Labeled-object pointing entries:
-*-

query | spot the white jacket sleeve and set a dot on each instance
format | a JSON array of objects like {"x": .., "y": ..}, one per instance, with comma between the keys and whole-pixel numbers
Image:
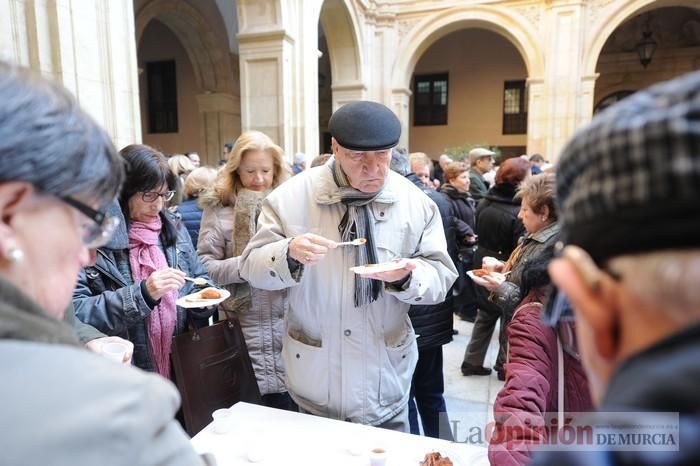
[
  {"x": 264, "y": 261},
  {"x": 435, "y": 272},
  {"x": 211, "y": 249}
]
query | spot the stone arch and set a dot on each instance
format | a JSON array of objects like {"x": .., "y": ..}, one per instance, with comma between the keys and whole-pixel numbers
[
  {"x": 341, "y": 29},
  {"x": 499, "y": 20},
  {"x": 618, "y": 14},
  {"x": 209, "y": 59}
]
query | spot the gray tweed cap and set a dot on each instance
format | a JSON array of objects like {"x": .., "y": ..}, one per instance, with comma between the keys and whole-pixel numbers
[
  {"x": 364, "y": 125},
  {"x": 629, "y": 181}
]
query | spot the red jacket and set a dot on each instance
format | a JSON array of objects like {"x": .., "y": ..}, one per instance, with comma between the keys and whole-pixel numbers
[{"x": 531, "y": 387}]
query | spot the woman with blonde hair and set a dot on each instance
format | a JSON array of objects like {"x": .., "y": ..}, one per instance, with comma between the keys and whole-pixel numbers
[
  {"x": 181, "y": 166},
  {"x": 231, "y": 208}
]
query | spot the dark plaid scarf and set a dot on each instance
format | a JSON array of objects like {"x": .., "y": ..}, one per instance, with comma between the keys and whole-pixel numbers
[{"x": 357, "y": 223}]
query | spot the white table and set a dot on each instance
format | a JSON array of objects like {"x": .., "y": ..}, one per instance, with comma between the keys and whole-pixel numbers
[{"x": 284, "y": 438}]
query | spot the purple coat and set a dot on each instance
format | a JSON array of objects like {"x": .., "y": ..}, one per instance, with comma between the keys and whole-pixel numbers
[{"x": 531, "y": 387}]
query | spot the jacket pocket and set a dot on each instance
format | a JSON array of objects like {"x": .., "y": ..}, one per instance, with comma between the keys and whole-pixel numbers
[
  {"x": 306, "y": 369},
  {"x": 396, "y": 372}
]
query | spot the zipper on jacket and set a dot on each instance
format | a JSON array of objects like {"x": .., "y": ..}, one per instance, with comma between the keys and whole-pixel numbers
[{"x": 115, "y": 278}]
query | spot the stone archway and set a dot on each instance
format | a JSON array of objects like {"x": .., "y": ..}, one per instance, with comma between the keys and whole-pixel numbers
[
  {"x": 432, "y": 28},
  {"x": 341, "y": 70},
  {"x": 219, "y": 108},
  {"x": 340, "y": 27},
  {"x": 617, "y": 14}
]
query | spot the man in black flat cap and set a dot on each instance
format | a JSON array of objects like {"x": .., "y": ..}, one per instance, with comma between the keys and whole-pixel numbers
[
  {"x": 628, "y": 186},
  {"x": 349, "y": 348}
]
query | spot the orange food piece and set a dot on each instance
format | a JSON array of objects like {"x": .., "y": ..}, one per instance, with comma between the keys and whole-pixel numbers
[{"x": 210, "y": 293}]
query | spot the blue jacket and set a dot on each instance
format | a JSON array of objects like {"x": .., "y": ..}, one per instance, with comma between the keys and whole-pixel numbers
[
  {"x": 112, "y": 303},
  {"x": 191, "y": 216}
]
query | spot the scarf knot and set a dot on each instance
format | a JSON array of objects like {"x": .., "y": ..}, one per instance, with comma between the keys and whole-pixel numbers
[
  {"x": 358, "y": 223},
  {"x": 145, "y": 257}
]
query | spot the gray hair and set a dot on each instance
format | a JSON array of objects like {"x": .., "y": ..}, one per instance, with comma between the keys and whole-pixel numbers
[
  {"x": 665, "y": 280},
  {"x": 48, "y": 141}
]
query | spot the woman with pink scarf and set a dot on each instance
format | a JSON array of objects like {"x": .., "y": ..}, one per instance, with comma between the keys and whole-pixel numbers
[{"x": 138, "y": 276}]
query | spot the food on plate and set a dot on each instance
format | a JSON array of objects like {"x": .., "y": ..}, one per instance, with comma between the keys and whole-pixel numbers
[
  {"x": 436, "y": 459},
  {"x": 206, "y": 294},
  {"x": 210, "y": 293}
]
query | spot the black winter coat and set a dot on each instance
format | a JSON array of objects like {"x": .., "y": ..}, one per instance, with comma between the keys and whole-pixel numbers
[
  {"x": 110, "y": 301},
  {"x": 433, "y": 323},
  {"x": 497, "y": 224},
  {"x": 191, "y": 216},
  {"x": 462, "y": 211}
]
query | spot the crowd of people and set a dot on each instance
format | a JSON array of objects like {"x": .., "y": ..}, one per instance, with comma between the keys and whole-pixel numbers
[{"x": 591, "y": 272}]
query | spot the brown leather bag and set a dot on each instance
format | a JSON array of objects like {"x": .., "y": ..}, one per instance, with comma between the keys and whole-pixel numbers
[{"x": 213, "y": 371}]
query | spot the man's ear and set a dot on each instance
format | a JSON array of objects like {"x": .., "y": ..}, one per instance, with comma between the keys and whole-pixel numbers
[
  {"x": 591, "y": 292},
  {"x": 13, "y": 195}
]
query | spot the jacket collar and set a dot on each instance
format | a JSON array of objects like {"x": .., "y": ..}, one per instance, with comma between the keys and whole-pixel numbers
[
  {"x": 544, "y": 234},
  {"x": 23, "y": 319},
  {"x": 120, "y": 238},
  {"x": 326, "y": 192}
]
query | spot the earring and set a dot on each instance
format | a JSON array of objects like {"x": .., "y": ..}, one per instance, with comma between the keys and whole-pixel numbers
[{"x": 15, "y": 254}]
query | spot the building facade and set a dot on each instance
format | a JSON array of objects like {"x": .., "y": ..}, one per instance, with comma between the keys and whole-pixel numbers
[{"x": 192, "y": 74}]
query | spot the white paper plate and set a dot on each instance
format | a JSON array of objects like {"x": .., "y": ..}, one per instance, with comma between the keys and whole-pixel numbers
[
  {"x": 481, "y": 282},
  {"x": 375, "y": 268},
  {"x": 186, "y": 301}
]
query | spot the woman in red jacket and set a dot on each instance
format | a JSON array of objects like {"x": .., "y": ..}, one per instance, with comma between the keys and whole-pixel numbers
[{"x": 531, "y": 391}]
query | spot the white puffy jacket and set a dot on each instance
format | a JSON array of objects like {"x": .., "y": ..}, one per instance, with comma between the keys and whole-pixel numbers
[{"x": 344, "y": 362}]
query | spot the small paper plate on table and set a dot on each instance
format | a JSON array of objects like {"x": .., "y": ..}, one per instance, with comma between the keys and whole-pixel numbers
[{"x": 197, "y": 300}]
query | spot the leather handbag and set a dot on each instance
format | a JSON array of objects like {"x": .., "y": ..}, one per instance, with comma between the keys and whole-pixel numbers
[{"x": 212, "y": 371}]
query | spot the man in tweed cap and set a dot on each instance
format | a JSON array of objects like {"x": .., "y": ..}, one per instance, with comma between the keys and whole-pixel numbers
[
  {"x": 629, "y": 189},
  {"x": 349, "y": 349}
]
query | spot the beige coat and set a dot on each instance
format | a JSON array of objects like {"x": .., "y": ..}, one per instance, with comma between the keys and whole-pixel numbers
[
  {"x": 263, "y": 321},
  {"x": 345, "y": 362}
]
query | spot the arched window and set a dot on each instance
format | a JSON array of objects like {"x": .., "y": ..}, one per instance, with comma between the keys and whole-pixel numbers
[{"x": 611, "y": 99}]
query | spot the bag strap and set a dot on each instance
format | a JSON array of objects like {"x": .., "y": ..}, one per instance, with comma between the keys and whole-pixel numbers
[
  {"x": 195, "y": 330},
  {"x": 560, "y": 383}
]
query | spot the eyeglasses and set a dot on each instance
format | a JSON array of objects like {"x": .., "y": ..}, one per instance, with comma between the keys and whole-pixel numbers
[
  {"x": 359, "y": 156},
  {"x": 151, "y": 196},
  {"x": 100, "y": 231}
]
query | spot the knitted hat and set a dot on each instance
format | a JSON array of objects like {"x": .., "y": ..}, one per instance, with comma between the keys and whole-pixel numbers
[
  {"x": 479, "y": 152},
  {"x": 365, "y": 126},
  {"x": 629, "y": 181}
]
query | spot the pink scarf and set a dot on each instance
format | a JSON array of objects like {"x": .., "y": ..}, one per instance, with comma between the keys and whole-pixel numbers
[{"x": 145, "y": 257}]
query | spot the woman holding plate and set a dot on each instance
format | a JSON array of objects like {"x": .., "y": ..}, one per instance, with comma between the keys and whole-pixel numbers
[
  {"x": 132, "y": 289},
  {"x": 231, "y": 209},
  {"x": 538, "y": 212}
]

-*-

Repeat, exactly and only, the lines above from the one containing "query | spot the arched" through the end of the material.

Solution for this exercise ::
query | spot the arched window and set a dot on each instance
format | a JSON array of objects like {"x": .., "y": ..}, one per instance, with comma between the keys and whole-pixel numbers
[{"x": 611, "y": 99}]
query | spot the bag strap and set a dot on each instance
format | a JSON array of objects like {"x": .., "y": ..}, one per instance, with comma between the keys and whole-pixel numbers
[
  {"x": 195, "y": 330},
  {"x": 560, "y": 383}
]
query | spot the eyeglasses and set a dot on each instance
format | a JSON array of objects like {"x": .., "y": ..}, one per instance, with comma between the keys and whole-pixel numbers
[
  {"x": 359, "y": 156},
  {"x": 151, "y": 196},
  {"x": 100, "y": 231}
]
query | spot the knitted hat and set a dot on each instance
format | a JSON array of objects like {"x": .., "y": ..}, one per instance, with comma between the keys and whole-pixel numbers
[
  {"x": 479, "y": 152},
  {"x": 365, "y": 126},
  {"x": 629, "y": 181}
]
query | spot the pink scarf and set a dot on each instance
format | a JSON array of objects like {"x": .., "y": ..}, one per instance, with comma between the keys and whole-pixel numbers
[{"x": 145, "y": 257}]
query | spot the woman holding plate and set a dot on each instance
format | a JSON array of objects like {"x": .., "y": ..}, one per instance, with comma between the keys and whole-pixel numbers
[
  {"x": 132, "y": 289},
  {"x": 231, "y": 209},
  {"x": 538, "y": 212}
]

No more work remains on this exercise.